** Start DATA SHOWN **

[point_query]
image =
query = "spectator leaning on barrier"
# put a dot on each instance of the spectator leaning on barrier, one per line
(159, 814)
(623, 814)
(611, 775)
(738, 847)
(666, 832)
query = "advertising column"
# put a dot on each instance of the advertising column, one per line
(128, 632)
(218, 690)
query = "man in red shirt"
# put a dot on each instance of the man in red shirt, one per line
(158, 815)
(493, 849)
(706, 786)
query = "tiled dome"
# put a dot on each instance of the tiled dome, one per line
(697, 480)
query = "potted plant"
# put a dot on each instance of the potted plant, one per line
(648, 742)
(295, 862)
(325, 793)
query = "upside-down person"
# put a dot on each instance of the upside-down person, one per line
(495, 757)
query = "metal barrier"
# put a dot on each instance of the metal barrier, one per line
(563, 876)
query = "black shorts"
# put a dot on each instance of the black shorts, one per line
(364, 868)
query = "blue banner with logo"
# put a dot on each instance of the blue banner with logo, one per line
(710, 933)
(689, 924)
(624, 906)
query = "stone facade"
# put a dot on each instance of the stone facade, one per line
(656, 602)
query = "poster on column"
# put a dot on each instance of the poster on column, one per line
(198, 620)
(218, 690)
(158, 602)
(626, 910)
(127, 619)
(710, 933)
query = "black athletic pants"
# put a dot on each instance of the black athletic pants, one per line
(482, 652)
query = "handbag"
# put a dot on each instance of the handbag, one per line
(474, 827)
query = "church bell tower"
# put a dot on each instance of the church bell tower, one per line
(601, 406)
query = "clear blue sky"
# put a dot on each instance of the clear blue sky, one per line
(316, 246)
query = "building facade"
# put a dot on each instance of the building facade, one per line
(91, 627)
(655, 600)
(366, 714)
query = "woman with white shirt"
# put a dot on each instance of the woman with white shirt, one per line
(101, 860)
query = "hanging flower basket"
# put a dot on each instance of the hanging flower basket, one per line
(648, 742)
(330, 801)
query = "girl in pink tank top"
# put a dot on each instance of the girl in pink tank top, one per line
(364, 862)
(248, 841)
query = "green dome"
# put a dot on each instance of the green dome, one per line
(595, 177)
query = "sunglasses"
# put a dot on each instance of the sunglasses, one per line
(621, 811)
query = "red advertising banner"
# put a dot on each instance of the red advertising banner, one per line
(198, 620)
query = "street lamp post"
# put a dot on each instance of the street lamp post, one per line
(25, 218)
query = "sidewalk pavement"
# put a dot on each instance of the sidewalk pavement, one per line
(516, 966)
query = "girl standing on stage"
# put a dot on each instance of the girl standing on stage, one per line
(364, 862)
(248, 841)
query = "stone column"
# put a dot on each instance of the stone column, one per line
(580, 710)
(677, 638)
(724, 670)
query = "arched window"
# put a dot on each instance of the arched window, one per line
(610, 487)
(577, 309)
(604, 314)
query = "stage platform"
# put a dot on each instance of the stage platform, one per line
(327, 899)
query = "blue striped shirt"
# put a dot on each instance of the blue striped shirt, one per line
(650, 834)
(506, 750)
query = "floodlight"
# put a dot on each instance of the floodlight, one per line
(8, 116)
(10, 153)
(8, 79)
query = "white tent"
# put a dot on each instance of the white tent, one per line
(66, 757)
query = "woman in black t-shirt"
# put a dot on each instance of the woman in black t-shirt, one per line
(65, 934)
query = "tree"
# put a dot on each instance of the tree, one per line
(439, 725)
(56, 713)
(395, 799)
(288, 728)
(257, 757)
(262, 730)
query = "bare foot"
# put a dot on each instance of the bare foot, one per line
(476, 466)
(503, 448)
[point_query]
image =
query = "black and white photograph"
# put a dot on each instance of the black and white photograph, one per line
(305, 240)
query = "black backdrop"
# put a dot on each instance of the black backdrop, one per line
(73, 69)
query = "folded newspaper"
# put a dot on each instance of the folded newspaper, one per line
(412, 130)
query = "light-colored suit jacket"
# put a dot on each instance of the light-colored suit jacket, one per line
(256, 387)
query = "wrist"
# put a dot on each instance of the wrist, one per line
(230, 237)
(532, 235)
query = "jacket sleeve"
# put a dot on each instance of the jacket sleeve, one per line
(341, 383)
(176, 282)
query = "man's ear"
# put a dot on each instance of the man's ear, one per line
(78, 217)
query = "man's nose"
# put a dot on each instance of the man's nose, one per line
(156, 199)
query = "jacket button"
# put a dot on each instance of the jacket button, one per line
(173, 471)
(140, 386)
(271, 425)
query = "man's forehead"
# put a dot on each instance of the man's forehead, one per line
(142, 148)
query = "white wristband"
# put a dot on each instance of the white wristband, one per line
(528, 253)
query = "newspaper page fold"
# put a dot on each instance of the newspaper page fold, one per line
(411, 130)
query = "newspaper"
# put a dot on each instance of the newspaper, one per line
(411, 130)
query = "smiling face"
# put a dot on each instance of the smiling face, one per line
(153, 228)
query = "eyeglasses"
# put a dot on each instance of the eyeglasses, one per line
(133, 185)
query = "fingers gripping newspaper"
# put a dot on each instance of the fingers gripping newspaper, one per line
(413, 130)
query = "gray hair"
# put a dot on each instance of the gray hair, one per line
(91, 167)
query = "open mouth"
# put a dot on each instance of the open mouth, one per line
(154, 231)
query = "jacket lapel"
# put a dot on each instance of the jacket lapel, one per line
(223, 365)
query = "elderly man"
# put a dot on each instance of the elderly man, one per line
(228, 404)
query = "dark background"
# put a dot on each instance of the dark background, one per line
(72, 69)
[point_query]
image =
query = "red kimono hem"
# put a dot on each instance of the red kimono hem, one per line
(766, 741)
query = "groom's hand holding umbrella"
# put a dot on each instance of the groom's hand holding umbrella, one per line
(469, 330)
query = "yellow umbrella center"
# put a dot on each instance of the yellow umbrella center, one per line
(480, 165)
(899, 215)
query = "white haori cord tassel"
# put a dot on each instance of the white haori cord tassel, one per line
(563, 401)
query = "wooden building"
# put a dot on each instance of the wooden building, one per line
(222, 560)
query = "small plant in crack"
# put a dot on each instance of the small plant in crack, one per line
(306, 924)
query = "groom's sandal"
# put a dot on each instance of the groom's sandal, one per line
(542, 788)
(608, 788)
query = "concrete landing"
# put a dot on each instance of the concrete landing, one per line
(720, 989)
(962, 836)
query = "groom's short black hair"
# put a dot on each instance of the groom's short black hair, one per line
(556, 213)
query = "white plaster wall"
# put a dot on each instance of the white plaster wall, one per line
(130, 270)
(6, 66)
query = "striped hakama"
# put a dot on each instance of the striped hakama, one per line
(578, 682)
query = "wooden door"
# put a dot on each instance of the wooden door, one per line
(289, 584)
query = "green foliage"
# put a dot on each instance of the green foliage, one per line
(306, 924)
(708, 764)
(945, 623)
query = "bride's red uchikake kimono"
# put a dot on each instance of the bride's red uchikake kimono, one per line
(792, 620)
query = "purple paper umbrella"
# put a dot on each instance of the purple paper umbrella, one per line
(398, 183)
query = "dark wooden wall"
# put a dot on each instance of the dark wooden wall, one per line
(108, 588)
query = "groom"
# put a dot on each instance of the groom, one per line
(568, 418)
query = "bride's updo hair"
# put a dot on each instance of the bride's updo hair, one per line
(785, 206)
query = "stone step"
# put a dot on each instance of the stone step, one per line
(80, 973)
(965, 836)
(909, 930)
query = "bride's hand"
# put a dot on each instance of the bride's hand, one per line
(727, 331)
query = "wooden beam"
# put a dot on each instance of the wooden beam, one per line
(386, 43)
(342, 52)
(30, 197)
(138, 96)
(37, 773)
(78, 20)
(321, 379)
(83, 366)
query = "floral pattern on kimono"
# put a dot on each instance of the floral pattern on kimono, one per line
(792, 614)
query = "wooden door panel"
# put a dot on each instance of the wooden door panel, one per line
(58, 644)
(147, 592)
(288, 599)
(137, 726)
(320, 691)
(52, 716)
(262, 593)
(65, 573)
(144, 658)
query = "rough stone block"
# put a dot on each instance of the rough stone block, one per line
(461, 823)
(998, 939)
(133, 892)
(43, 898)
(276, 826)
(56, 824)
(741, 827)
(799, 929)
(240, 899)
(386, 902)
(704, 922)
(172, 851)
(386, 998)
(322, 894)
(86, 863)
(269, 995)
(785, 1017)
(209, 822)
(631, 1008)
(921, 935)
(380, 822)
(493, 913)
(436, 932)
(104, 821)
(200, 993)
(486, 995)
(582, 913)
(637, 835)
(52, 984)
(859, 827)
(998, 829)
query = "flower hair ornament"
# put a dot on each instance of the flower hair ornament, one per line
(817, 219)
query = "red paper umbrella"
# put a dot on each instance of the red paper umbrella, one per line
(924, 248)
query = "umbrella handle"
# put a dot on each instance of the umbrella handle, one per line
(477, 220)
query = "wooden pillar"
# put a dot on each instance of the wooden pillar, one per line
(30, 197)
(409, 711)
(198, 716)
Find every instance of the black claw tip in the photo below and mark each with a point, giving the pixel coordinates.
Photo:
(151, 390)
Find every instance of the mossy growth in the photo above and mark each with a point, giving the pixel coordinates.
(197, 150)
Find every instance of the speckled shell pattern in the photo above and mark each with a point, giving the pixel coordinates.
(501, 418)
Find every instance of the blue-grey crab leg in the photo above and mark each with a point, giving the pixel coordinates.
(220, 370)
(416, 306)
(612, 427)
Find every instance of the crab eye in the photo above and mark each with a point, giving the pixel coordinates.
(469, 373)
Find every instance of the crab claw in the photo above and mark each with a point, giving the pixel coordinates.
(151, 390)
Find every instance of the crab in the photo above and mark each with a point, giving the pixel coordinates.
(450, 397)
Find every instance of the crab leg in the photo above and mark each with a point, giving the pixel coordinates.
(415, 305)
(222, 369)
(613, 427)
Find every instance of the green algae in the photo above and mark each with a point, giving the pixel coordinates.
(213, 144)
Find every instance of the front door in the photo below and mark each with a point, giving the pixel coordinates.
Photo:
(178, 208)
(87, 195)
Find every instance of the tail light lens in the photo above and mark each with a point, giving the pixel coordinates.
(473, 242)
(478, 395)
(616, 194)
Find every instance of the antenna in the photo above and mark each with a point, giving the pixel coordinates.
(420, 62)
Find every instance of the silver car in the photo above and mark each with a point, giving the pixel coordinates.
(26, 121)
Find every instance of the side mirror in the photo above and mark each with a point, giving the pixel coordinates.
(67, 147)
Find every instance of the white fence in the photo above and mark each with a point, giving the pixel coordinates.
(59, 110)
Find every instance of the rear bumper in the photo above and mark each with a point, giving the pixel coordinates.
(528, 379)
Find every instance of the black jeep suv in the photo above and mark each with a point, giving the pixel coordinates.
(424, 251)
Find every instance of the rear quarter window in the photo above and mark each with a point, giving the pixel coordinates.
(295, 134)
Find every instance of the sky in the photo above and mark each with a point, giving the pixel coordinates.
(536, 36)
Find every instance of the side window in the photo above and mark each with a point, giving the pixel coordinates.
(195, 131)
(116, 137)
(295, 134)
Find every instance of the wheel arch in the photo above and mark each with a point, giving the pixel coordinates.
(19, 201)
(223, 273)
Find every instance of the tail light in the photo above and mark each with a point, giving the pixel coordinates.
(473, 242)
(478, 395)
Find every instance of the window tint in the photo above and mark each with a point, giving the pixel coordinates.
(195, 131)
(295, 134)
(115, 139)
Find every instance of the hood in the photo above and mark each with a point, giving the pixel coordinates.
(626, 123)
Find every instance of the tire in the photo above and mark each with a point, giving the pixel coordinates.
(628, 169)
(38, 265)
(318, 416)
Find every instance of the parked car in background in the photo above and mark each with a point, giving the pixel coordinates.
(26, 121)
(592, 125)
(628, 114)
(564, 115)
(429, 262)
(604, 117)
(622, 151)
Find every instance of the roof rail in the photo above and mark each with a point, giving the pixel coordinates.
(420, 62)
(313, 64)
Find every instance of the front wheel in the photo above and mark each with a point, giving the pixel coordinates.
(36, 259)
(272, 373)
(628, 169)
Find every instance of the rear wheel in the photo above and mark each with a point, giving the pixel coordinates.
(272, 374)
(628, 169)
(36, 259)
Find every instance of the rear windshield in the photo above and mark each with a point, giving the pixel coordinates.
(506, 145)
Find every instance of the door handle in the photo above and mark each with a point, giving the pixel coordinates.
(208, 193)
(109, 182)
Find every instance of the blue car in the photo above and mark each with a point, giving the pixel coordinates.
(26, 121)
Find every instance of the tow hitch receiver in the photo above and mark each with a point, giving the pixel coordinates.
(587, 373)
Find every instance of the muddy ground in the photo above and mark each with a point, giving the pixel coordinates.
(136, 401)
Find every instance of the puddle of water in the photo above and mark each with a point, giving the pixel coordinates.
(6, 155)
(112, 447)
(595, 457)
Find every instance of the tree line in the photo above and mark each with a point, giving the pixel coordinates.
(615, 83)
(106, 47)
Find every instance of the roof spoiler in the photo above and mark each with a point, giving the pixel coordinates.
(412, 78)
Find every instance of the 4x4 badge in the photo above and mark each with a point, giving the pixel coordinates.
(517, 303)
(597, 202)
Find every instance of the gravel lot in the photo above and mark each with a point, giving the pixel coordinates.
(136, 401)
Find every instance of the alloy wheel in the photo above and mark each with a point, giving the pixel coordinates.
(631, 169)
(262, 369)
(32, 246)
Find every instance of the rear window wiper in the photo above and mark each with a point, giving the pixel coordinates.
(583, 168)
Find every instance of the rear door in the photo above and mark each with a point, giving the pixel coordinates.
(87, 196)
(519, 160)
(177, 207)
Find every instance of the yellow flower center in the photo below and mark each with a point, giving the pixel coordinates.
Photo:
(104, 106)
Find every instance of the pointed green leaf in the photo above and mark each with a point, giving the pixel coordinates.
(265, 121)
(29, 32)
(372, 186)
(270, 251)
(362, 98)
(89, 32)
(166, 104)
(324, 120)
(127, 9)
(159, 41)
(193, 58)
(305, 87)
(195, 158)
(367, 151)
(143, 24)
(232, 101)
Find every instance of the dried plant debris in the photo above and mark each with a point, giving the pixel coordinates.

** End DATA SHOWN **

**TASK STATEMENT**
Beginning with the line that contains "Find every instance of the yellow", quote each line exactly through the last line of the entries above, and nothing beyond them.

**EXERCISE RESPONSE**
Find every instance of the yellow flower center in the photo below and mark each with a point, giving the pixel coordinates.
Photo:
(104, 106)
Find every instance of the pointed green leaf in the photo above and mark each with a point, giving the pixel coordinates.
(265, 121)
(29, 32)
(372, 186)
(270, 251)
(362, 98)
(89, 32)
(166, 104)
(324, 120)
(127, 9)
(159, 41)
(193, 58)
(305, 87)
(195, 158)
(367, 151)
(143, 24)
(232, 101)
Find every instance of the dried plant debris in the photo above and mark each with a point, giving the pixel coordinates.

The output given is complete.